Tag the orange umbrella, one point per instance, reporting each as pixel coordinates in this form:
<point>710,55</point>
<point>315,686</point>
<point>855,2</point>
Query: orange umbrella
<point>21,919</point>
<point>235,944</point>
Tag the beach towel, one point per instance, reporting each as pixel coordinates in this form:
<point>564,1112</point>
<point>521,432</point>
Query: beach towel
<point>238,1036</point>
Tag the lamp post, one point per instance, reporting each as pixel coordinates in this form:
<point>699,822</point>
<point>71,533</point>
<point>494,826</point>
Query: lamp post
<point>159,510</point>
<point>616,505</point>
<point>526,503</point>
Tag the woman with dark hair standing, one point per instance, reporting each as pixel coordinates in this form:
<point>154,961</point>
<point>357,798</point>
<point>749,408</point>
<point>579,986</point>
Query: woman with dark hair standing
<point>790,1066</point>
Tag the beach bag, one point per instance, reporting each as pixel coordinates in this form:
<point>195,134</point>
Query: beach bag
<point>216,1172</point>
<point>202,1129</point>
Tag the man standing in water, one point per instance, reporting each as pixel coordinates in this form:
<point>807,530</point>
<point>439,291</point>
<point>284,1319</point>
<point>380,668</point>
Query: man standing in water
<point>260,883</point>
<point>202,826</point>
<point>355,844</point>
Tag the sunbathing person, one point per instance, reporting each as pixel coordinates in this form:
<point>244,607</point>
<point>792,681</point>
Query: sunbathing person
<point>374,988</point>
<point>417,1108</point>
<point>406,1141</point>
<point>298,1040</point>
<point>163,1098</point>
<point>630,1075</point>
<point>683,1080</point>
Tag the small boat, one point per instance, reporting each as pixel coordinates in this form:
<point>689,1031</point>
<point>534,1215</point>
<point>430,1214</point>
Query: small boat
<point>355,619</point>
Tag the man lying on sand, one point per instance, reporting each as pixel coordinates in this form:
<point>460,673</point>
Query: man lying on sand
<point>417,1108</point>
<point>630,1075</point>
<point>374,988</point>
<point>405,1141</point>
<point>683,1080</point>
--------------------------------
* **DIRECTIONS FOR THIS TASK**
Reproduce all of the records above verbatim, line for line, without changing a single character.

* **OUTPUT FOR THIS TASK**
Tag the orange umbrella, one point per instance, reporting each as pixel coordinates in this form:
<point>710,55</point>
<point>315,686</point>
<point>855,2</point>
Query: orange umbrella
<point>21,919</point>
<point>235,944</point>
Tag the beach towel, one point per instance, reporting each as pixel coordinates in this form:
<point>564,1112</point>
<point>521,432</point>
Query: beach towel
<point>238,1036</point>
Tag the lamp post, one point per instance, reporting each as pixel coordinates in this form:
<point>699,822</point>
<point>71,533</point>
<point>494,826</point>
Query: lamp post
<point>159,510</point>
<point>616,505</point>
<point>526,503</point>
Tag the woman with dark hair standing, one point per instance, reporting each as pixel coordinates in this form:
<point>154,961</point>
<point>357,798</point>
<point>749,408</point>
<point>579,986</point>
Query: woman with dark hair standing
<point>790,1066</point>
Tag the beach bag, one point per instance, reporting each as pixel coordinates in this form:
<point>195,134</point>
Query: beach bag
<point>216,1172</point>
<point>202,1129</point>
Tag the man standing in water, one point per instance, reporting each as pixel coordinates in this form:
<point>807,530</point>
<point>439,291</point>
<point>284,1319</point>
<point>380,668</point>
Query: man standing in water
<point>260,883</point>
<point>202,826</point>
<point>355,844</point>
Tag the sunbathing person, one point per instance, reporting each as pixel coordinates in this form:
<point>244,607</point>
<point>792,681</point>
Query: sunbathing person
<point>374,988</point>
<point>417,1108</point>
<point>406,1141</point>
<point>298,1040</point>
<point>163,1098</point>
<point>630,1075</point>
<point>683,1080</point>
Tag the small boat, one point per instance, reporting each as pixel coordinates in this form:
<point>689,1031</point>
<point>534,1215</point>
<point>430,1214</point>
Query: small boat
<point>355,619</point>
Tag the man lying on sand, one point per instance, reporting each as pixel coordinates in this form:
<point>460,673</point>
Query: man lying on sand
<point>417,1108</point>
<point>630,1075</point>
<point>374,988</point>
<point>405,1141</point>
<point>683,1080</point>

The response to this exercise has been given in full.